It infuriates me to see how my sister treats her husband. He is an amazingly loving man who respects her and cares for her but all she does is complain about him and treat him like a servant. You may think I’m exaggerating but I’m not; and I’m not the only one who feels this way. I have the opportunity to pick him (my brother-in-law) up from the airport in a couple of days and during the drive I want to give him some advice on how to handle my sister. I want to tell him not to put up with her behavior but to stand up for himself. I think if he hears this advice from someone who obviously loves my sister he’ll know I’m not attacking her but rather just trying to help the two of them have a better marriage. What do you think of this plan?
This sounds like a very bad plan. I can almost guarantee that your sister is going to get mad at you — and secretly talking to her husband about her is inappropriate. That may sound harsh but it’s true.

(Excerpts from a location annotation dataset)
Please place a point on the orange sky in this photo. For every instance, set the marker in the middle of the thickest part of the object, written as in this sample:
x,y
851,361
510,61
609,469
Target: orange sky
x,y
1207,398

• Short exercise:
Retype the part of the passage about the writer's sister and her husband that opens with the words containing "This sounds like" and closes with "but it’s true.". None of the entries is needed for this work.

• Final result:
This sounds like a very bad plan. I can almost guarantee that your sister is going to get mad at you — and secretly talking to her husband about her is inappropriate. That may sound harsh but it’s true.